======== TRECHO FORNECIDO

Citando a iniciativa de Financiamento para o Desenvolvimento na reunião de ministros das Finanças na próxima semana e as discussões de alto nível da Assembleia Geral que se seguirão, Mohammed afirmou que é “nosso trabalho fazer justiça a essas soluções e garantir que as levemos adiante”.
A vice-chefe da ONU destacou o “momento único” apresentado pela pandemia de COVID-19, no qual “as partes interessadas estão dispostas a discutir as questões difíceis” no que se refere a modelos econômicos e arquitetura financeira, uma vez que soluções inovadoras foram “relegadas à margem do pensamento econômico”.
“Isso não teria sido possível até alguns meses atrás”, disse, exortando todos a capitalizarem o momento e “reorientarem o sistema financeiro global para que ele realmente funcione para todos”.
Reconhecendo que os problemas sistêmicos vão persistir “a menos que ações significativas sejam tomadas”, ela concluiu expressando confiança de que “estamos elaborando as soluções de que precisamos para um mundo mais resiliente, igualitário, inclusivo e sustentável à medida que superamos a crise da COVID-19 e alcançamos os Objetivos de Desenvolvimento Sustentável”.
Impactos no Sul Global
Para a economista e professora da Faculdade de Economia, Administração e Contabilidade da Universidade de São Paulo (USP) Laura Carvalho, não há oposição entre resolver o problema de saúde imposto pela pandemia de COVID-19 e abordar a crise econômica, tampouco há oposição entre desenvolvimento econômico e combate às mudanças climáticas.
“Não temos esse dilema. Existem planos que já foram construídos, planos de recuperação que têm altos efeitos multiplicadores que criam empregos e renda e que também podem ser inclusivos e reduzirem as desigualdades dentro e entre os países”, disse Carvalho durante a mesa-redonda.

================
======== MATERIAL APRESENTADO

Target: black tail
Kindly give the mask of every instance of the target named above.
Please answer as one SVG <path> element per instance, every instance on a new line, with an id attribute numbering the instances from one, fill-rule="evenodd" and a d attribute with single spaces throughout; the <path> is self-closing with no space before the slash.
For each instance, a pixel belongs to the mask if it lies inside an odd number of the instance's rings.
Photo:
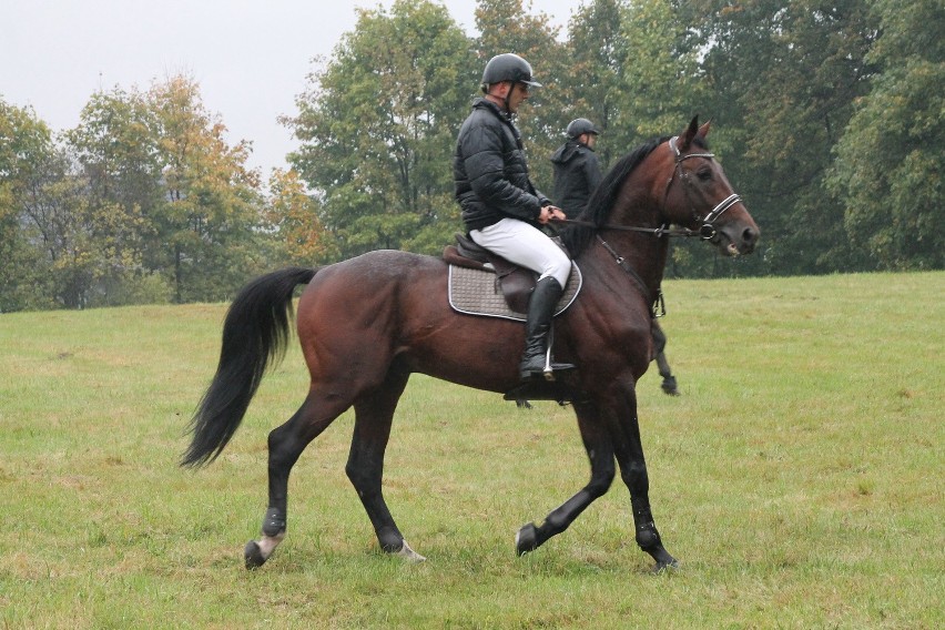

================

→ O QUE FAZER:
#1 Responda com base no trecho:
(a) Segundo a vice-chefe da ONU, a que as soluções inovadoras foram relegadas?
(b) Em que faculdade Laura Carvalho é professora?
(c) Em que ocasião Carvalho fez a declaração citada no último parágrafo?
#2 Reescreva o trecho de "Reconhecendo que os" até "às mudanças climáticas.", inclusive, substituindo "economista" por "pesquisadora".

→ SUAS RESPOSTAS:
#1
(a) À margem do pensamento econômico.
(b) Na Faculdade de Economia, Administração e Contabilidade da Universidade de São Paulo (USP).
(c) Durante a mesa-redonda.

#2
Reconhecendo que os problemas sistêmicos vão persistir “a menos que ações significativas sejam tomadas”, ela concluiu expressando confiança de que “estamos elaborando as soluções de que precisamos para um mundo mais resiliente, igualitário, inclusivo e sustentável à medida que superamos a crise da COVID-19 e alcançamos os Objetivos de Desenvolvimento Sustentável”.
Impactos no Sul Global
Para a pesquisadora e professora da Faculdade de Economia, Administração e Contabilidade da Universidade de São Paulo (USP) Laura Carvalho, não há oposição entre resolver o problema de saúde imposto pela pandemia de COVID-19 e abordar a crise econômica, tampouco há oposição entre desenvolvimento econômico e combate às mudanças climáticas.